Exercise requirements -> Nothing but the lines from the one containing "Expected output format" through the final line of the data should be repeated, and each must be exact.

(Spatial localization data)
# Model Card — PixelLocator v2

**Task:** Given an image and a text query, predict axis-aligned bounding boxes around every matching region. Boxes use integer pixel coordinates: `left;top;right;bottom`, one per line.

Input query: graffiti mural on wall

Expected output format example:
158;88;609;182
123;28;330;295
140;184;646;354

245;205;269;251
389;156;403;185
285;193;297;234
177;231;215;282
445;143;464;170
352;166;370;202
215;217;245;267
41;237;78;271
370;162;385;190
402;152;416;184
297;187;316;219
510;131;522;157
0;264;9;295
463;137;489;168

Answer to this exercise ->
Expected output format example:
158;88;609;182
123;28;330;295
140;184;646;354

245;205;269;251
389;156;403;185
285;193;297;234
177;231;215;282
445;143;464;170
352;166;370;202
215;217;245;267
41;237;78;271
370;162;385;190
402;152;416;184
297;187;316;219
510;131;522;157
0;264;9;295
463;137;489;168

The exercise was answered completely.